=== TASK PROMPT ===
Convert every line of the listing below into a numbered list, one line per item, and leave out the blank lines.

======== RECORD SET ========

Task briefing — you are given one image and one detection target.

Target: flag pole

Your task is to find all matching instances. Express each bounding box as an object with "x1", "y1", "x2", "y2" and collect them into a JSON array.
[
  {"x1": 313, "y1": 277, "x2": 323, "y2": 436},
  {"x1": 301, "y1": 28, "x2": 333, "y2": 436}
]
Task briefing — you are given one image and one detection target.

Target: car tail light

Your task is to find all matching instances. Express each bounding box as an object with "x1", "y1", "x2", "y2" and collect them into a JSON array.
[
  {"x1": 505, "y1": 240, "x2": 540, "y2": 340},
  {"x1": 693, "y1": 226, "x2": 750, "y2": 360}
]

========

=== COMPLETE RESPONSE ===
1. Task briefing — you are given one image and one detection target.
2. Target: flag pole
3. Your task is to find all matching instances. Express each bounding box as an object with "x1", "y1", "x2", "y2" and collect them into a JSON array.
4. [
5.   {"x1": 313, "y1": 277, "x2": 323, "y2": 436},
6.   {"x1": 301, "y1": 28, "x2": 333, "y2": 436}
7. ]
8. Task briefing — you are given one image and one detection target.
9. Target: car tail light
10. Your task is to find all matching instances. Express each bounding box as an object with "x1", "y1", "x2", "y2" and collect them into a JSON array.
11. [
12.   {"x1": 505, "y1": 240, "x2": 540, "y2": 340},
13.   {"x1": 693, "y1": 226, "x2": 750, "y2": 360}
14. ]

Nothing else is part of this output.